Passage to read ->
Crispin Inglis, co-founder of PropertyFox, that charge sellers a low commission of 1.5%-3% or a fixed fee of R39 990 (whichever is higher), says the fixed fee, paid-upfront model of Purplebricks was probably not right for the Australian and US markets. “This was probably a big ask in a down market, particularly in ones that aren’t used to the offering. The model works very well in the UK, particularly London where there is high density and high value in the market. They possibly also tried to expand too quickly in the US and in Australia in average market conditions, so it would be a tough task for them in general,” he says.
Value remains deciding factor
Berry Everitt, CEO of Chas Everitt International Property group, says that fixed-fee models can’t add the same value to the customer’s experience of the home-buying or selling transaction as a full-service estate agent. “Indeed, the two models are not really comparable and ultimately, customers will decide what they want or expect in terms of service delivery and effectiveness and what they are prepared to pay to achieve their objectives in varying market circumstances. In our experience, fixed-fee agencies have always struggled in slow and declining markets where there are more properties for sale than there are buyers,” he says.
Yael Geffen, CEO of Lew Geffen Sotheby’s International Realty, says a fixed-fee model of Purplebricks is dependent on high sales volumes which places it at risk when the market is down. “There is also no risk to agencies as they get paid regardless of service delivery but there is a low growth trajectory for agents and one has to wonder how many will stay with those companies when the market improves,” she says.

Data for analysis ->
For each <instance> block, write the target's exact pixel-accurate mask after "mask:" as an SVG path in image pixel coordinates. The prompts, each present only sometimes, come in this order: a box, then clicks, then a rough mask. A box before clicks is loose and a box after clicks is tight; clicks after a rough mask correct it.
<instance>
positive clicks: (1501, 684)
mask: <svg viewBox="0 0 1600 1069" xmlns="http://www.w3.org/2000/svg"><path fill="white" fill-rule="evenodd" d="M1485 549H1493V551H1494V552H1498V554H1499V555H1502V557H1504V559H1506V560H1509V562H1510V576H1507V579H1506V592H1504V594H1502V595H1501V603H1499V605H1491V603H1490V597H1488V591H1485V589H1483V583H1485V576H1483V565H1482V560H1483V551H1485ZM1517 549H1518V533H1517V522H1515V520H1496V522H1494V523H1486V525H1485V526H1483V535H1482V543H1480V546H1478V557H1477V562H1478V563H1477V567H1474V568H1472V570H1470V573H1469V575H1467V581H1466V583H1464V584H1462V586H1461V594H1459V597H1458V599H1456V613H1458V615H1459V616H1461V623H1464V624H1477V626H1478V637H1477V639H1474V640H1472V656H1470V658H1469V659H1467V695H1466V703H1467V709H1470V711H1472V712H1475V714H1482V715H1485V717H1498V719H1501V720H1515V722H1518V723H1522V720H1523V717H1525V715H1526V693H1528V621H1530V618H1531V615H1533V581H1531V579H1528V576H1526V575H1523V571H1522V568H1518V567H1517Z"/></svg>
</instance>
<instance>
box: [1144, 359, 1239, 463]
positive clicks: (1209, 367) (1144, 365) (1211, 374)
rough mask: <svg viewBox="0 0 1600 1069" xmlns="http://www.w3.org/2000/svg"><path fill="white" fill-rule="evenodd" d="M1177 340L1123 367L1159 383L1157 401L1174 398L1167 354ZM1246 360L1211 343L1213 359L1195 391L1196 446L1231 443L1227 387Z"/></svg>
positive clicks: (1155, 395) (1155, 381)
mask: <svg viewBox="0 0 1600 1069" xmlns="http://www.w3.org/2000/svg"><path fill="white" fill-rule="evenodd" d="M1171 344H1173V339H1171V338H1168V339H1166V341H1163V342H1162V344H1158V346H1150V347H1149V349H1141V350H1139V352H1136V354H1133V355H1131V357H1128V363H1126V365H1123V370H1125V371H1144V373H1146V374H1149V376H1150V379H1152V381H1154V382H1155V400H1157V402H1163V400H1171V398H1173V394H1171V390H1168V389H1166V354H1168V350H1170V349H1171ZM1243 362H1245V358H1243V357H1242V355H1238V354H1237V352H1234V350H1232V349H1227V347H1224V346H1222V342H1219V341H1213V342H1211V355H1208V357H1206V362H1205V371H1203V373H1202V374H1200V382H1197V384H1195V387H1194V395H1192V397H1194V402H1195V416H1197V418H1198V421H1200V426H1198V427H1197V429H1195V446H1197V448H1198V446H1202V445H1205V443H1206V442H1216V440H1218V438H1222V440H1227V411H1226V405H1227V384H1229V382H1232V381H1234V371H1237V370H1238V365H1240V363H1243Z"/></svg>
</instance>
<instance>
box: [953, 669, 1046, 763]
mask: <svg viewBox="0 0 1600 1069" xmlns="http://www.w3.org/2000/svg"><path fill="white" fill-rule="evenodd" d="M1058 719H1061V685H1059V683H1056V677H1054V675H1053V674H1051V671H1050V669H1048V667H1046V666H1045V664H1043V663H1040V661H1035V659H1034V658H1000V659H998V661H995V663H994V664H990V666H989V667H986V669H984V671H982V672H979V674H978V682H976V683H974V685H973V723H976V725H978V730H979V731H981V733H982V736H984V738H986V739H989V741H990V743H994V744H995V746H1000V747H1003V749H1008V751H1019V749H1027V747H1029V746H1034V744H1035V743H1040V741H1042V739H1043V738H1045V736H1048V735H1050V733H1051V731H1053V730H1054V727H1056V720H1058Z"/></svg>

Task to complete ->
Please extract the full text above about fixed-fee estate agencies, word for word, without any of the data.

Solution to this problem ->
Crispin Inglis, co-founder of PropertyFox, that charge sellers a low commission of 1.5%-3% or a fixed fee of R39 990 (whichever is higher), says the fixed fee, paid-upfront model of Purplebricks was probably not right for the Australian and US markets. “This was probably a big ask in a down market, particularly in ones that aren’t used to the offering. The model works very well in the UK, particularly London where there is high density and high value in the market. They possibly also tried to expand too quickly in the US and in Australia in average market conditions, so it would be a tough task for them in general,” he says.
Value remains deciding factor
Berry Everitt, CEO of Chas Everitt International Property group, says that fixed-fee models can’t add the same value to the customer’s experience of the home-buying or selling transaction as a full-service estate agent. “Indeed, the two models are not really comparable and ultimately, customers will decide what they want or expect in terms of service delivery and effectiveness and what they are prepared to pay to achieve their objectives in varying market circumstances. In our experience, fixed-fee agencies have always struggled in slow and declining markets where there are more properties for sale than there are buyers,” he says.
Yael Geffen, CEO of Lew Geffen Sotheby’s International Realty, says a fixed-fee model of Purplebricks is dependent on high sales volumes which places it at risk when the market is down. “There is also no risk to agencies as they get paid regardless of service delivery but there is a low growth trajectory for agents and one has to wonder how many will stay with those companies when the market improves,” she says.